**PROBLEM TO SOLVE:**
Produce a verbatim copy of the data below that contains no pictures.

**GIVEN DATA:**
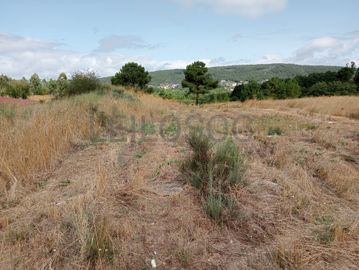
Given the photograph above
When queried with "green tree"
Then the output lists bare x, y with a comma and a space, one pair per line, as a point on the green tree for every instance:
346, 74
52, 86
35, 84
132, 74
356, 78
198, 80
62, 85
82, 83
4, 84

**WORKED SOLUTION:**
Given the photograph above
When queried with "green tree"
Then the output lists bare x, y with a comma and a space, one pair per line, as a point on the green tree for every instance:
346, 74
52, 86
35, 84
132, 74
356, 78
198, 80
62, 85
82, 83
4, 84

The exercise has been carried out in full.